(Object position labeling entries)
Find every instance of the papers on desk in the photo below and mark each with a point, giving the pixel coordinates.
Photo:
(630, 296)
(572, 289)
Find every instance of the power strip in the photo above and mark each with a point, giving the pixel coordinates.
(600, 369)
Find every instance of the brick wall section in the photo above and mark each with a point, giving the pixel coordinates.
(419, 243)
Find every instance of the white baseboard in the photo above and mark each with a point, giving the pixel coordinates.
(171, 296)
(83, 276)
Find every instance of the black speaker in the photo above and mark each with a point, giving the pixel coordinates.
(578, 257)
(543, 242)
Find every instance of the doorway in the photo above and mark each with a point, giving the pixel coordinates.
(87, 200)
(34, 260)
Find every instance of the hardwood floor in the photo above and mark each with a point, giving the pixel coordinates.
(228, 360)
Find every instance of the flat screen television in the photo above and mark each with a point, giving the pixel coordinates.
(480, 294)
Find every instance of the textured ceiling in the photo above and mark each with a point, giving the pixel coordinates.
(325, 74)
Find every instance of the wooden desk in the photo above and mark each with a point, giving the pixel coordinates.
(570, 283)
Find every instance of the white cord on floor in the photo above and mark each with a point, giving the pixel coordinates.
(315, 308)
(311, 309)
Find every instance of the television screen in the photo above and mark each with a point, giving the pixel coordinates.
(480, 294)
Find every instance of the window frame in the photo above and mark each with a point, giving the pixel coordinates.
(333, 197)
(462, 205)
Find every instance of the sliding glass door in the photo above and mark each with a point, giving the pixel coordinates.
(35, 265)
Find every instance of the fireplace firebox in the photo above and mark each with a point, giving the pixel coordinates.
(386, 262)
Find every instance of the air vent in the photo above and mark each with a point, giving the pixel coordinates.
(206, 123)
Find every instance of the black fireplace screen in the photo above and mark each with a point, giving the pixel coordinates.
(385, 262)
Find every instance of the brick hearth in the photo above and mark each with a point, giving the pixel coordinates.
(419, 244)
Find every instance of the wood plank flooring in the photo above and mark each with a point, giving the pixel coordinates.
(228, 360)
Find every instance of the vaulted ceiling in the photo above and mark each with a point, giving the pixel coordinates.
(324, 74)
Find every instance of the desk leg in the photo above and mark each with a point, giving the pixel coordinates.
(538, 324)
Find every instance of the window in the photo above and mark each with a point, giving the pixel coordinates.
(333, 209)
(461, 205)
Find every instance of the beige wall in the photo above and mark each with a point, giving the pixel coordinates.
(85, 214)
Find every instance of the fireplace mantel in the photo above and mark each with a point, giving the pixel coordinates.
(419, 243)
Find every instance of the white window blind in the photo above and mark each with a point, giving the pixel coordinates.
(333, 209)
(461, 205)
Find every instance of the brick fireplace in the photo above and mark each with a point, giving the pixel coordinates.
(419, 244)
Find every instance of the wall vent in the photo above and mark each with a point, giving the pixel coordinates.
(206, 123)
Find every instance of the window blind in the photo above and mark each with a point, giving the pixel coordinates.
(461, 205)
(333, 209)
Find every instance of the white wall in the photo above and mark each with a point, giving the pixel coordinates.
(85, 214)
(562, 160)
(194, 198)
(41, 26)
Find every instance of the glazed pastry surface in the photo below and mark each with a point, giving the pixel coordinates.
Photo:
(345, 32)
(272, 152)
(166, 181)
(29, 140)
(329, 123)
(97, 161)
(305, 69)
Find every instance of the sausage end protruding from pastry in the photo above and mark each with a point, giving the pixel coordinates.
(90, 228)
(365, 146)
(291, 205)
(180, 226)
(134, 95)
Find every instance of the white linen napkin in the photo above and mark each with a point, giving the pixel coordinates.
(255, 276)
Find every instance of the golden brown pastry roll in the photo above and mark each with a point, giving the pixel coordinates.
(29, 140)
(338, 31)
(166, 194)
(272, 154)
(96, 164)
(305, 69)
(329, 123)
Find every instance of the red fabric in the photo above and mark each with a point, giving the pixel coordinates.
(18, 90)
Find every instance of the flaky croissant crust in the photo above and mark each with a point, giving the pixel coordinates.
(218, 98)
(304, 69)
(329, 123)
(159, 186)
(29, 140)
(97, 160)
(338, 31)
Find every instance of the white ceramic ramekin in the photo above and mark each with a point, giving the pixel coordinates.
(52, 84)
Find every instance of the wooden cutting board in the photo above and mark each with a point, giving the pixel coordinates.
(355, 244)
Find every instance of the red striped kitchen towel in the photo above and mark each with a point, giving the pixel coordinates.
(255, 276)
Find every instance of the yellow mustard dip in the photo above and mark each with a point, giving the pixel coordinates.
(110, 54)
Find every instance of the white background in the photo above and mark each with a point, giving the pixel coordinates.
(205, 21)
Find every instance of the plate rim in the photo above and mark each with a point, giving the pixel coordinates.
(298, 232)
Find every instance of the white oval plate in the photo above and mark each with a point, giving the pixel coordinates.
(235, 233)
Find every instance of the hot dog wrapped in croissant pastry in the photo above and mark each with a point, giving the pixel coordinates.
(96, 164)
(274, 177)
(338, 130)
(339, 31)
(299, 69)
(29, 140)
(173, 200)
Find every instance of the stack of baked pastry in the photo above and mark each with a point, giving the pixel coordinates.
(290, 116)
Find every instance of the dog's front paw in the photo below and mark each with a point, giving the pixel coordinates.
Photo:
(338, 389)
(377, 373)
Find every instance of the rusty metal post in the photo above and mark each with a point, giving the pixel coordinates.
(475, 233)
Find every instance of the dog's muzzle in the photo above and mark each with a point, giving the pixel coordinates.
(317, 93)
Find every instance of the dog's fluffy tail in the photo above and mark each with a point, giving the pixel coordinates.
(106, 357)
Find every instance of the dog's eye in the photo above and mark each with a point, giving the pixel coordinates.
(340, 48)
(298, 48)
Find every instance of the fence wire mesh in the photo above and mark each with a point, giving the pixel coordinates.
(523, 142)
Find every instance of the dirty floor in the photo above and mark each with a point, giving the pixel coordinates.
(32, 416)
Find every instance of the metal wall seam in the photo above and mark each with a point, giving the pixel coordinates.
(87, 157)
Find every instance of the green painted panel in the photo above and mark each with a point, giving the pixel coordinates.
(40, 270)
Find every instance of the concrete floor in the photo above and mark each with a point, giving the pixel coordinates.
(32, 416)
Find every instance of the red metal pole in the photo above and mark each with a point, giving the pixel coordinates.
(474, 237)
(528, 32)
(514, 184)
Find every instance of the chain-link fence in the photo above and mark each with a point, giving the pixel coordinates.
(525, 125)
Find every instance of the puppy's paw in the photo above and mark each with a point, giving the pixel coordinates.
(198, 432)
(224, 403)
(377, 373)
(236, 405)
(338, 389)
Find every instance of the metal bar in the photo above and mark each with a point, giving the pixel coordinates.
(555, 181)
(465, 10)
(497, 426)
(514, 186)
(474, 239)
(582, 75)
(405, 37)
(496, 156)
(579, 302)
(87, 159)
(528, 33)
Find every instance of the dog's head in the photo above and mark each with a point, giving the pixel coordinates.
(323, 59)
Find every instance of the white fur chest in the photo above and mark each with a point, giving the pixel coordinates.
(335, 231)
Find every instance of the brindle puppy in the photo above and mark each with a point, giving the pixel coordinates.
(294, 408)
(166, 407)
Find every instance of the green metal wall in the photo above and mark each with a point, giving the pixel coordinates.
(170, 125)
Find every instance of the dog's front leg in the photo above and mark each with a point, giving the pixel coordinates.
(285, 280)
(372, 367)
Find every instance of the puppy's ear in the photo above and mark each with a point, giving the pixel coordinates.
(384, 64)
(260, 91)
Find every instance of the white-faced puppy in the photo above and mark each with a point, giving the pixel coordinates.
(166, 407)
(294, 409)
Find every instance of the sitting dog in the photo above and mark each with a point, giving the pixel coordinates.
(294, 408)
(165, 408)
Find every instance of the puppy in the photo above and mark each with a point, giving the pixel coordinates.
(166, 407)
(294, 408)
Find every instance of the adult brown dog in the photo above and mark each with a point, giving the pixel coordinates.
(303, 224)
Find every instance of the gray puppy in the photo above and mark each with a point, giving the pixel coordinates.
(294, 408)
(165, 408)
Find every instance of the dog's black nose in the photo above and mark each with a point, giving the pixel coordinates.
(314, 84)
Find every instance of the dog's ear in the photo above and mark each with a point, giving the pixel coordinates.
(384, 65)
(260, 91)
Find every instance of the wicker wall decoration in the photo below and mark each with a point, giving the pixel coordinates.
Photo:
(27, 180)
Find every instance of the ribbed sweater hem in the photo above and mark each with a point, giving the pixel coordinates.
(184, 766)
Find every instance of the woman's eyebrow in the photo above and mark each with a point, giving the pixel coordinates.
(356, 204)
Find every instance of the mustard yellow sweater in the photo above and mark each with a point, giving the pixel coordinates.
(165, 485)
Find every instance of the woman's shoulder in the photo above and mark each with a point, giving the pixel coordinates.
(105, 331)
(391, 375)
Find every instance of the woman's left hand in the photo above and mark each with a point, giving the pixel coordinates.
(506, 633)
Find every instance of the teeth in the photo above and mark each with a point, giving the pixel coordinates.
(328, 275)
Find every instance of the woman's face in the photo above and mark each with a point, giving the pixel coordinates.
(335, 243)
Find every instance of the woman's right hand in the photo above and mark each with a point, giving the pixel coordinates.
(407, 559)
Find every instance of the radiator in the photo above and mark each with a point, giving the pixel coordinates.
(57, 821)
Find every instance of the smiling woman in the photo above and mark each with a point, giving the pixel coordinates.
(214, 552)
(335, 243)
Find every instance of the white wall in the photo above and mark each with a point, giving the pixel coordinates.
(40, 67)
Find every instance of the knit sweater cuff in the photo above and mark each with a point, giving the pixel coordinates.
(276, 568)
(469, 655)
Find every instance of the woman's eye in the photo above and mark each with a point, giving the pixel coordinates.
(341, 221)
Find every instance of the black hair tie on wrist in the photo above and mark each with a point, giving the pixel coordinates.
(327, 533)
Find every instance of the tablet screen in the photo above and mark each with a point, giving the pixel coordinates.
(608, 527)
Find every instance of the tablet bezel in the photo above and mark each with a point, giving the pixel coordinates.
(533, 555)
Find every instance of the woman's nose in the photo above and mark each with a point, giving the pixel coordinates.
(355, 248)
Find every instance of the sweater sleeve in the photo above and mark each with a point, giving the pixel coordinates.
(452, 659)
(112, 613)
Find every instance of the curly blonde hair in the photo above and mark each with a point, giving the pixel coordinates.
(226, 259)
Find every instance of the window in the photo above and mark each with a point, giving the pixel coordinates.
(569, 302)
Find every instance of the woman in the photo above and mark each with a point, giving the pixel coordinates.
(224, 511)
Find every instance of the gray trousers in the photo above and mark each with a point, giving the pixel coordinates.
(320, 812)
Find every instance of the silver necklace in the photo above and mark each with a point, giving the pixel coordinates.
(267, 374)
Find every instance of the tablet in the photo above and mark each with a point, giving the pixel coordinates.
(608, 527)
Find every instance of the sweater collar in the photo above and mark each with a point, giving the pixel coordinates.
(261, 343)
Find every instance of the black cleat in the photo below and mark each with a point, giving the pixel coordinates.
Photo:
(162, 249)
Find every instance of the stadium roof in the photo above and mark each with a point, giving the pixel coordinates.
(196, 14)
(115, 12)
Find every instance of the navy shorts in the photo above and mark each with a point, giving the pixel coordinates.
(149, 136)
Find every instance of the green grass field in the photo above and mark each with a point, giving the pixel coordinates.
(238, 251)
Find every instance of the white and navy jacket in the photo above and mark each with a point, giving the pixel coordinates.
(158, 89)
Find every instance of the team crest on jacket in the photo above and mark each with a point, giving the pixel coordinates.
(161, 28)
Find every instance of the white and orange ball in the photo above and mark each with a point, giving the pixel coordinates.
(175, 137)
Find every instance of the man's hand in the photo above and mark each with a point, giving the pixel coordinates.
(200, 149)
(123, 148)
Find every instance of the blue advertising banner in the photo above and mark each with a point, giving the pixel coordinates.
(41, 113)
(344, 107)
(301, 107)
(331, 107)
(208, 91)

## Exercise aim:
Reproduce the records above exactly, starting with the line that contains "Find every instance of the team" and ending with the last line.

## Correct response:
Find every instance of the team crest on jacket in the photo above and mark each with a point, giving the pixel coordinates.
(161, 28)
Find every instance of the white and orange ball in the photo above and mark each with a point, giving the pixel coordinates.
(175, 137)
Find every instance of the man's hand in the photo above and mark each with a point, giving the pixel coordinates.
(200, 149)
(123, 148)
Find every instance of the blue advertising banner in the photo above and mark each with a point, giving the pixel coordinates.
(41, 113)
(344, 107)
(301, 107)
(331, 107)
(208, 91)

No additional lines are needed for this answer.